▶ **SHORT PROBLEM**:
Could you convert every one of the rows below into a numbered list, leaving out any blank lines?
^^^^
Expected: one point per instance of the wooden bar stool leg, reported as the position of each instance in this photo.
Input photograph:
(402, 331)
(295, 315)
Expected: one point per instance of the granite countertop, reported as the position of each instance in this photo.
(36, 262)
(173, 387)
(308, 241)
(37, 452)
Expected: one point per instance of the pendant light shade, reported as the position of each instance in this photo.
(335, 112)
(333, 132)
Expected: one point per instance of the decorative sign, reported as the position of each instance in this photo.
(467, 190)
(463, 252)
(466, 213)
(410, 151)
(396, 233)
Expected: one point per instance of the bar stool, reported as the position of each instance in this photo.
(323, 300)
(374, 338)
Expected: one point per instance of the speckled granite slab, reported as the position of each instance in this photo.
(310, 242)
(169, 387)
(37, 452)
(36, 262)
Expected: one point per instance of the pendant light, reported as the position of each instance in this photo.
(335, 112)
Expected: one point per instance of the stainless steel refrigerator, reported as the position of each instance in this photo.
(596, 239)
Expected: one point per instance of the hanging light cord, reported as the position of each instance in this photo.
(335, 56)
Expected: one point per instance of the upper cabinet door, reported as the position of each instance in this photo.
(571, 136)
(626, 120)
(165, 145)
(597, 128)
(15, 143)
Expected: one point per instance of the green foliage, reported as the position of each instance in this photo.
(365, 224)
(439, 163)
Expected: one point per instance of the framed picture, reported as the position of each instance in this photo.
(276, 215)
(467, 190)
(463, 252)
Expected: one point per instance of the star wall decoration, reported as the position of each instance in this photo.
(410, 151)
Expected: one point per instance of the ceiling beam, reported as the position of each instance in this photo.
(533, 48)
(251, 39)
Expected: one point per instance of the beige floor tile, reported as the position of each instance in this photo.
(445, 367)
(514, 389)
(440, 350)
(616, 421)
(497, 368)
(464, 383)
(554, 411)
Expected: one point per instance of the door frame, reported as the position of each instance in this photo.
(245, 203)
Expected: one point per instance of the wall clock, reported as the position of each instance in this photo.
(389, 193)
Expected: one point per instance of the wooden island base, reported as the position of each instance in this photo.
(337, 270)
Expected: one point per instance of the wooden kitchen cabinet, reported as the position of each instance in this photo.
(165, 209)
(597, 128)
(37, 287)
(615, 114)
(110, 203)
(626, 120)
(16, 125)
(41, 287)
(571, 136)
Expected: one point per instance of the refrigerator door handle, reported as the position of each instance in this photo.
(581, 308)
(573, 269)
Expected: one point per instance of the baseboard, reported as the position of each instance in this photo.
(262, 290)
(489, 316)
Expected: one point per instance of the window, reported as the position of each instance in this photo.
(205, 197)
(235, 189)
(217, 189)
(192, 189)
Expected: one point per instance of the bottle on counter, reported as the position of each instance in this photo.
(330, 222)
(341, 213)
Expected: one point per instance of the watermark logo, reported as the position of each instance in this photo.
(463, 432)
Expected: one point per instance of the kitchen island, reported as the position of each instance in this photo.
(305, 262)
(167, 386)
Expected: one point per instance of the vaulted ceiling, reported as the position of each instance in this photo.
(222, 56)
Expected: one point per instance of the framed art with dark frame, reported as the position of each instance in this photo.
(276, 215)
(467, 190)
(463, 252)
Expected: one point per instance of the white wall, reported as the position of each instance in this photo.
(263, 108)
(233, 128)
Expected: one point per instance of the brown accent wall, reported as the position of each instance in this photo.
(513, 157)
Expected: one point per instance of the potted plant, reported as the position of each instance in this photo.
^^^^
▶ **TASK OUTPUT**:
1. Expected: one point per instance of the wooden bar stool leg, reported as the position of each instance in this photo.
2. Input photograph:
3. (402, 331)
4. (295, 315)
5. Expected: one point per instance of the granite countertop, reported as the position of each instance in this photo.
6. (36, 262)
7. (173, 387)
8. (308, 241)
9. (37, 452)
10. Expected: one point per instance of the pendant light shade, reported as the position of each instance in this photo.
11. (335, 112)
12. (333, 132)
13. Expected: one point per instance of the decorative sign, reported as the position of each instance in this photo.
14. (467, 190)
15. (463, 252)
16. (466, 213)
17. (410, 151)
18. (396, 233)
19. Expected: one point per instance of the bar stool, reported as the position of each instance in this photo.
20. (323, 300)
21. (374, 338)
22. Expected: one point per instance of the speckled granite slab, reported as the position of each instance in this photo.
23. (310, 242)
24. (169, 387)
25. (37, 452)
26. (36, 262)
27. Expected: one point per instance of the pendant light, reported as the position of each instance in this photo.
28. (335, 112)
29. Expected: one point per instance of the stainless steel refrigerator, reported as the position of each instance in this photo.
30. (596, 239)
31. Expected: one point per instance of the hanging light cord, reported as the position of each instance in this photo.
32. (335, 56)
33. Expected: one point per instance of the upper cabinet door, reported as the position of each instance in this photo.
34. (571, 136)
35. (626, 120)
36. (165, 145)
37. (597, 128)
38. (15, 143)
39. Expected: one point per instance of the green foliage, reported as the position of each instance in this photo.
40. (365, 224)
41. (439, 163)
42. Expected: one point per instance of the framed picture, reported as the position of each instance in this photo.
43. (276, 215)
44. (467, 190)
45. (463, 252)
46. Expected: one point per instance of the star wall decoration, reported as the position of each instance in this photo.
47. (410, 151)
48. Expected: one point per instance of the ceiling beam, reported as the position of each instance in this photo.
49. (533, 48)
50. (251, 39)
51. Expected: one point per instance of the beige floor tile, reported as the position of each instance in this photo.
52. (445, 367)
53. (514, 389)
54. (440, 350)
55. (616, 421)
56. (497, 368)
57. (464, 383)
58. (554, 411)
59. Expected: one point per instance of the door frame, reported as the position of each instance in this photo.
60. (245, 203)
61. Expected: one point per instance of the wall clock, reported as the position of each instance in this photo.
62. (389, 193)
63. Expected: one point per instance of the wooden island base, reported as the position of each instance in this photo.
64. (337, 270)
65. Expected: one point per instance of the wooden kitchen cabinet, reported as the position of each instance in this photo.
66. (165, 209)
67. (597, 128)
68. (37, 287)
69. (615, 114)
70. (110, 203)
71. (626, 120)
72. (16, 125)
73. (41, 287)
74. (571, 136)
75. Expected: one point per instance of the refrigerator door handle, reported as the position of each instance in this photo.
76. (581, 308)
77. (573, 269)
78. Expected: one point per instance of the baseboard, reported as the position of each instance in this photo.
79. (262, 290)
80. (489, 316)
81. Expected: one point per instance of the window, reported as the position of each instance in this photo.
82. (205, 197)
83. (235, 189)
84. (217, 189)
85. (192, 189)
86. Expected: one point per instance of the bottle on counter, reported as the position of each instance in this photo.
87. (330, 222)
88. (341, 213)
89. Expected: one point per instance of the watermark logo, reported as the position of each instance in this photo.
90. (463, 432)
91. Expected: one point per instance of the kitchen island, reported as the position of each instance in this photo.
92. (305, 262)
93. (167, 386)
94. Expected: one point per instance of the vaulted ceiling, reported as the position of each instance in this photo.
95. (222, 56)
96. Expected: one point per instance of the framed art with dark frame, reported as the position of each instance in this photo.
97. (276, 215)
98. (467, 190)
99. (463, 252)
100. Expected: one point per instance of the white wall, reported as the position of each instance in this photo.
101. (263, 108)
102. (233, 128)
103. Expected: one point per instance of the brown accent wall, reported as the position of each instance in this photo.
104. (513, 157)
105. Expected: one point per instance of the potted plant, reported as the position of each instance in this photo.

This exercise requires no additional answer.